- **Raw records**:
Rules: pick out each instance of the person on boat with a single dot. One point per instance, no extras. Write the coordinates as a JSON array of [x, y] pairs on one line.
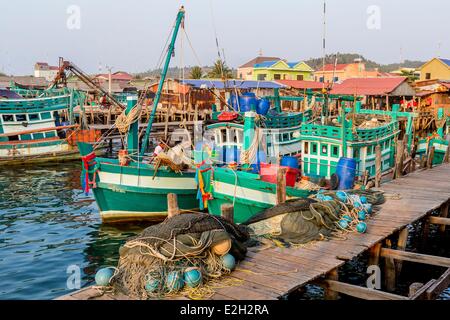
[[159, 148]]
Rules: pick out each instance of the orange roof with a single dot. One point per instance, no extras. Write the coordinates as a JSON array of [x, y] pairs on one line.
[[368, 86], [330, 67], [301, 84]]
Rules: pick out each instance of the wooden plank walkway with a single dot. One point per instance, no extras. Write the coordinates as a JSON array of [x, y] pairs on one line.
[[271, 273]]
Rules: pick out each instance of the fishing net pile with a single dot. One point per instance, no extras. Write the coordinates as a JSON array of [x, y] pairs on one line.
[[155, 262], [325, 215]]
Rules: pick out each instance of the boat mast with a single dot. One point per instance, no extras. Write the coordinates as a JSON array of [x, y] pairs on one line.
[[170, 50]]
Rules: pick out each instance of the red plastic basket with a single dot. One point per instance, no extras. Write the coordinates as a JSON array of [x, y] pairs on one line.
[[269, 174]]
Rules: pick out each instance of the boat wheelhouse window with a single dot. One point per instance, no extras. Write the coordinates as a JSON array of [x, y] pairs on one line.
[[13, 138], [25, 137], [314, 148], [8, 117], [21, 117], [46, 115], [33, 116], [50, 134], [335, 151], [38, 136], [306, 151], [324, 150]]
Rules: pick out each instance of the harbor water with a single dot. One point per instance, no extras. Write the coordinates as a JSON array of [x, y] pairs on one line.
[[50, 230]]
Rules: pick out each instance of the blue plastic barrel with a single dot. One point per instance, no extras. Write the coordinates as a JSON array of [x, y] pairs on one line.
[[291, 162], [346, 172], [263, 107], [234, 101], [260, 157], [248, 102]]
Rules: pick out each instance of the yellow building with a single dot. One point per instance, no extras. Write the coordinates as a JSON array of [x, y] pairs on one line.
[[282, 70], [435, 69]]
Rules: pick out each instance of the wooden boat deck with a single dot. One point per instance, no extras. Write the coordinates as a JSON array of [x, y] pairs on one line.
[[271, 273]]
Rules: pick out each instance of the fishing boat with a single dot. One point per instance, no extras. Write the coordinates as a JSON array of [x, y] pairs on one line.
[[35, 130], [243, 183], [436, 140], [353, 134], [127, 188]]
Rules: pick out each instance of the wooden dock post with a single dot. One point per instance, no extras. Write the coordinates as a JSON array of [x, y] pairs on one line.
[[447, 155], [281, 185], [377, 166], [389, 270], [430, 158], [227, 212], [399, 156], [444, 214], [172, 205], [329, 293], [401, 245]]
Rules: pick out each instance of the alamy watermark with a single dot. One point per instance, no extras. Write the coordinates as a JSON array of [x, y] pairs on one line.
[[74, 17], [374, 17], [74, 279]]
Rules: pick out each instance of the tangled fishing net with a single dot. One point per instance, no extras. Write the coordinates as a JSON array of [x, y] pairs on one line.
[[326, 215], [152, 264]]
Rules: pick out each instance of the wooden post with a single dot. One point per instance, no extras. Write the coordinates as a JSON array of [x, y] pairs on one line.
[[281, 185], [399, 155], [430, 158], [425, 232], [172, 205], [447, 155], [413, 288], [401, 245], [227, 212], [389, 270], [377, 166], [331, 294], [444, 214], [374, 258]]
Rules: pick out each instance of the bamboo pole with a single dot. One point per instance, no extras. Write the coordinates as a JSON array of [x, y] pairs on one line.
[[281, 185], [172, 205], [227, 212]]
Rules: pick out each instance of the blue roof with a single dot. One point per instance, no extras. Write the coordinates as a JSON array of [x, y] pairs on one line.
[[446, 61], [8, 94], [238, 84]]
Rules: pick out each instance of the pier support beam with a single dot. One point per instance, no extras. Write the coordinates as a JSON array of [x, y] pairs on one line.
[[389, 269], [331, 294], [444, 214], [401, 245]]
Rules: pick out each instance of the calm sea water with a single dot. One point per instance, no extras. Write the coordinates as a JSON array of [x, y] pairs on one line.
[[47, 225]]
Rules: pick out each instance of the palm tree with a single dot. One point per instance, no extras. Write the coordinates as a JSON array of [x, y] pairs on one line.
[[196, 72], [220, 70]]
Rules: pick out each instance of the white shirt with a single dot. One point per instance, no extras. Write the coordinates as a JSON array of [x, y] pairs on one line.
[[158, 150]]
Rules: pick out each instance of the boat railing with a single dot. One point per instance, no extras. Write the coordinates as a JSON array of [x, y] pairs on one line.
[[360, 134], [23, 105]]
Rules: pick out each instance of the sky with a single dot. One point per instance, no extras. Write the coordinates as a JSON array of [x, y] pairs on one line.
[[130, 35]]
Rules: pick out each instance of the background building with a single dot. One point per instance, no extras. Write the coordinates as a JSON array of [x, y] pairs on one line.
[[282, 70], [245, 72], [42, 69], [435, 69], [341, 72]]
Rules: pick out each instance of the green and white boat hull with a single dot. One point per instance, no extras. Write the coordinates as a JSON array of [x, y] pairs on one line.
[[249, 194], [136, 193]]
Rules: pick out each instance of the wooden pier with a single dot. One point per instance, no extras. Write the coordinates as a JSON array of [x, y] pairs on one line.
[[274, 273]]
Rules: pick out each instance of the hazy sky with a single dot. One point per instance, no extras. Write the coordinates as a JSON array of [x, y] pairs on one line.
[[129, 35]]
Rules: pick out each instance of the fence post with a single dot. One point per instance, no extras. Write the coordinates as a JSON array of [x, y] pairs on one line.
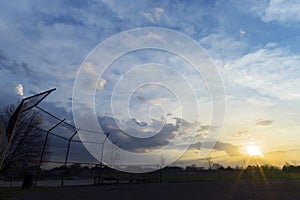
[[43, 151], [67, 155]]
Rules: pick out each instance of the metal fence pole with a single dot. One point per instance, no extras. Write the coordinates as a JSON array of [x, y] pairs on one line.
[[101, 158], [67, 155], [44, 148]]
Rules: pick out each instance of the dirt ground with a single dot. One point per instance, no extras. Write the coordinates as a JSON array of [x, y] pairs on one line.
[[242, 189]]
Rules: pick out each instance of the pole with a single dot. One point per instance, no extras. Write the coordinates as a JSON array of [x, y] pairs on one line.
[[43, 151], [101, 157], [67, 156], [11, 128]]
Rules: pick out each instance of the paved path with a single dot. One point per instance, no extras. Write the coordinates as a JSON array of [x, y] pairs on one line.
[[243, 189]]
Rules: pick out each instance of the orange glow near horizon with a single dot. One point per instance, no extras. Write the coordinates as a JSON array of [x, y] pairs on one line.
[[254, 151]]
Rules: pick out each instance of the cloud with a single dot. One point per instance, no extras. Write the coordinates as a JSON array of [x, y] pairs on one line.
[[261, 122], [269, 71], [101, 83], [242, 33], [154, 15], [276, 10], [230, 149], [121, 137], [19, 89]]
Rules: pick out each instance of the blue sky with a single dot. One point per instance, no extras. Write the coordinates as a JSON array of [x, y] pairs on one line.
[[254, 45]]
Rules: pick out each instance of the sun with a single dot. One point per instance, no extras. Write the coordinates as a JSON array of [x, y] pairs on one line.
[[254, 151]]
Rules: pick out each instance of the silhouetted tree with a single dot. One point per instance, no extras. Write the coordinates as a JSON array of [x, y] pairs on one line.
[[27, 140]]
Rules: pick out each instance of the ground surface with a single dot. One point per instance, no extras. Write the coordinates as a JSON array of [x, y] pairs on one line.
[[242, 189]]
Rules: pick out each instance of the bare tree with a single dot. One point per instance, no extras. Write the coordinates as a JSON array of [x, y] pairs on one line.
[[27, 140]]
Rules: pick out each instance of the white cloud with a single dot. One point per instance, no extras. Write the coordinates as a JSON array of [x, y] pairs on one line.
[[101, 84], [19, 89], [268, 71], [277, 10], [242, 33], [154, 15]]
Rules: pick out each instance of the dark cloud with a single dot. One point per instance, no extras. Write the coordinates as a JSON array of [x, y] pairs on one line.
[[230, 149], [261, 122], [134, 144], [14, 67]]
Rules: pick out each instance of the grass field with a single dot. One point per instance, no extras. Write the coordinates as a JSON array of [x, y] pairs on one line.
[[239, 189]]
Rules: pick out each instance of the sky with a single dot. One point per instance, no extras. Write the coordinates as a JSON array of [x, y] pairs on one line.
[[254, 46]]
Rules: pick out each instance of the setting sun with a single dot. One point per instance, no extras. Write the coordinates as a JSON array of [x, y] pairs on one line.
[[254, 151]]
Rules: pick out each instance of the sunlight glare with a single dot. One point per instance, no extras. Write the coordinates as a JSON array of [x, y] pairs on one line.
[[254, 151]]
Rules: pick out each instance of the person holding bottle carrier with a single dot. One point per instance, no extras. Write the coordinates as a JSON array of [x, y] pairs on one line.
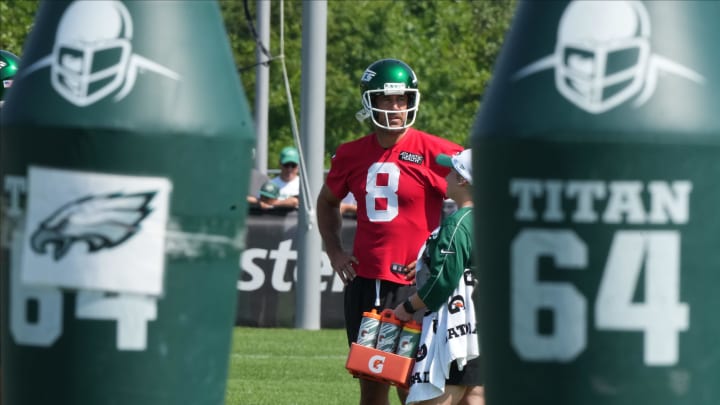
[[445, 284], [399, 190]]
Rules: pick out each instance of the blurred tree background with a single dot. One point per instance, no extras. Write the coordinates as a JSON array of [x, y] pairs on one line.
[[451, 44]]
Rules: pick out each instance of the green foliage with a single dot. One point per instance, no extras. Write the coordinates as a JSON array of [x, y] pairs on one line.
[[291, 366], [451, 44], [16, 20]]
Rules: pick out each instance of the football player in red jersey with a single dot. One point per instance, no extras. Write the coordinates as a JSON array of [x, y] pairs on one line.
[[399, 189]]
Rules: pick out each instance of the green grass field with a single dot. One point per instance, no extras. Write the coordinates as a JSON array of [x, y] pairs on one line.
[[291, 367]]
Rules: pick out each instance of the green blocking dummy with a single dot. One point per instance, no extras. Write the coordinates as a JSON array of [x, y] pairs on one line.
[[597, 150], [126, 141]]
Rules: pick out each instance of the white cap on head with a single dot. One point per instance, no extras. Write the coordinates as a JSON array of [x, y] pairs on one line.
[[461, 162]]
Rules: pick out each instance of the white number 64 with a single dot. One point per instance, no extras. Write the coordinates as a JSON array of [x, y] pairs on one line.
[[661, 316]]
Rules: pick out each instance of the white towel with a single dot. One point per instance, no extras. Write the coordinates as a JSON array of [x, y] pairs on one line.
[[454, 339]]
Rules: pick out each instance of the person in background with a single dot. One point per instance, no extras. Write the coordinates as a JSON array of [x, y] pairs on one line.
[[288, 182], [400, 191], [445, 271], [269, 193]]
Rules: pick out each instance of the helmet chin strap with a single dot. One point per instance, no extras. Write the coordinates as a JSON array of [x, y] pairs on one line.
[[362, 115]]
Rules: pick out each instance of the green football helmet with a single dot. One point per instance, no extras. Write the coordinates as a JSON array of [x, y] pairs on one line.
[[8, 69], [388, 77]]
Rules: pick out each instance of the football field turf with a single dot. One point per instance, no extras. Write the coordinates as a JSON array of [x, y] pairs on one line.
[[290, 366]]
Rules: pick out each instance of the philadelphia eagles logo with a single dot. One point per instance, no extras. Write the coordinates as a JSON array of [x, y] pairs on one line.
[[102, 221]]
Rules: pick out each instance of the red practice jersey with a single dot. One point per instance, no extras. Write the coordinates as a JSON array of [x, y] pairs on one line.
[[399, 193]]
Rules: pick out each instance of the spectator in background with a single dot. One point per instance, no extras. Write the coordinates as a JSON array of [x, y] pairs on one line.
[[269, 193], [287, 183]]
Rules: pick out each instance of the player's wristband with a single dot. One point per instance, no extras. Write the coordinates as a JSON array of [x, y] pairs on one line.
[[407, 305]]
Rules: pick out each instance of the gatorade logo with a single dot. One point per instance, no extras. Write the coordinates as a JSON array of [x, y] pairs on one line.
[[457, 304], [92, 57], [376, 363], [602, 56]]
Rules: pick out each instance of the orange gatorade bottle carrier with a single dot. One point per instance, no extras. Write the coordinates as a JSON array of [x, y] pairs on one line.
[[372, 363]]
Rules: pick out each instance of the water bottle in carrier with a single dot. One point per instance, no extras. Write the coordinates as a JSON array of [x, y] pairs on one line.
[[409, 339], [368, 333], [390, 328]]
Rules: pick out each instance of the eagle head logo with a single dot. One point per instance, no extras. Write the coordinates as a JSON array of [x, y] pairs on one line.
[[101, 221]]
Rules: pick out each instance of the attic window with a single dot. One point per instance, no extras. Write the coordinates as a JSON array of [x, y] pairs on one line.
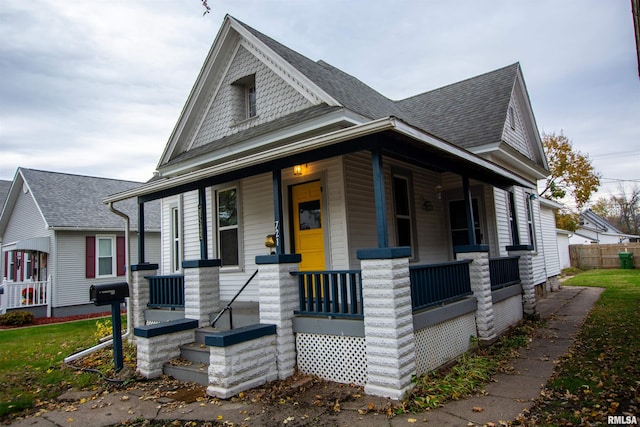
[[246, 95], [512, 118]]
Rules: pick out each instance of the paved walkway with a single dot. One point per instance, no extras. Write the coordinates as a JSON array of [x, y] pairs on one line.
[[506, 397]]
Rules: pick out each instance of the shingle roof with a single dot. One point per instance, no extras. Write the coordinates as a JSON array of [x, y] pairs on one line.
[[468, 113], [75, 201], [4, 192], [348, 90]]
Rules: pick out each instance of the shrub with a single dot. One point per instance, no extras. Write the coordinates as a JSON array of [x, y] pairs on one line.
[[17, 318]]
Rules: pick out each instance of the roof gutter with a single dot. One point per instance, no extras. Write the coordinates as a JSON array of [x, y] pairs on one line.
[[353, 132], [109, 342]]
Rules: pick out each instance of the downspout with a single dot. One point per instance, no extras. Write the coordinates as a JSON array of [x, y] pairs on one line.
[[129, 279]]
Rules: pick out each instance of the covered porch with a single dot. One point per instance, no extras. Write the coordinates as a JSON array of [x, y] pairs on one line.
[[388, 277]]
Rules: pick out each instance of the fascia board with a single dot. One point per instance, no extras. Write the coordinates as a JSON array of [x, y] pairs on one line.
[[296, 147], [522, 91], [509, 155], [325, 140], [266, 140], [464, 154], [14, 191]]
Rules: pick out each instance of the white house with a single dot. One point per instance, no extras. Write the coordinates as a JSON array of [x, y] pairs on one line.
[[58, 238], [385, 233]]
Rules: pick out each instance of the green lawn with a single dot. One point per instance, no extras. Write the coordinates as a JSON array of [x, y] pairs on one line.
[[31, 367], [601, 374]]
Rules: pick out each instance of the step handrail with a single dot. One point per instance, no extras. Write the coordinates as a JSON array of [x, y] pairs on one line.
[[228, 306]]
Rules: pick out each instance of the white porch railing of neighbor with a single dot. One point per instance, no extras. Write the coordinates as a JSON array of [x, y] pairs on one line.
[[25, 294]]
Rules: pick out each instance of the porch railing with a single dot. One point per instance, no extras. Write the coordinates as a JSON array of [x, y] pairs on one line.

- **Task details**: Can you format the material, from its first line up to and including the line containing "157], [248, 102]]", as a Markdown table with a Row column for the row number and a Text column for the line, skipping blank lines and leaving out the pictures?

- **Solved problem**:
| Row | Text |
|---|---|
| 1 | Rules: pick out each instance of the person on boat with a single dot. One point per instance, no extras. Write the coordinates as a JSON array of [x, y] pairs on one line. |
| 2 | [[159, 148]] |
| 3 | Rules: pick out each instance of the orange roof with a single dot. One point per instance, no extras. Write the coordinates as a JSON array of [x, y] pairs on one line. |
| 4 | [[368, 86], [330, 67], [301, 84]] |
| 5 | Rules: pick out each instance of the wooden plank walkway with a single dot. One point per instance, no extras. Write the coordinates as a JSON array of [x, y] pairs on one line. |
| 6 | [[271, 273]] |
| 7 | Rules: pick out each instance of the fishing net pile with a single dot. One point per instance, no extras. Write the coordinates as a JSON array of [x, y] pairs on one line. |
| 8 | [[155, 262], [325, 215]] |
| 9 | Rules: pick out each instance of the boat mast with a single dot. One point per instance, no extras. Write the coordinates as a JSON array of [x, y] pairs on one line. |
| 10 | [[170, 50]] |
| 11 | Rules: pick out each instance of the red plastic basket with a single dot. One point per instance, no extras. Write the coordinates as a JSON array of [x, y] pairs on one line. |
| 12 | [[269, 174]] |
| 13 | Rules: pick out each instance of the boat wheelhouse window with a single dot. One point per instance, no extras. Write the coordinates as a JSON array of [x, y] pairs on one line. |
| 14 | [[13, 138], [25, 137], [314, 148], [8, 117], [21, 117], [46, 115], [33, 116], [50, 134], [335, 151], [38, 136], [306, 151], [324, 150]] |
| 15 | Rules: pick out each instance of the harbor water with a single dot. One point per instance, no extras. Write the coordinates as a JSON array of [x, y] pairs on one line. |
| 16 | [[50, 230]] |
| 17 | Rules: pick out each instance of the blue plastic barrel with a single dot. One point per instance, no extras. Write the coordinates as a JSON array of [x, y] pairs on one line. |
| 18 | [[291, 162], [346, 172], [263, 107], [234, 101], [260, 157], [248, 102]] |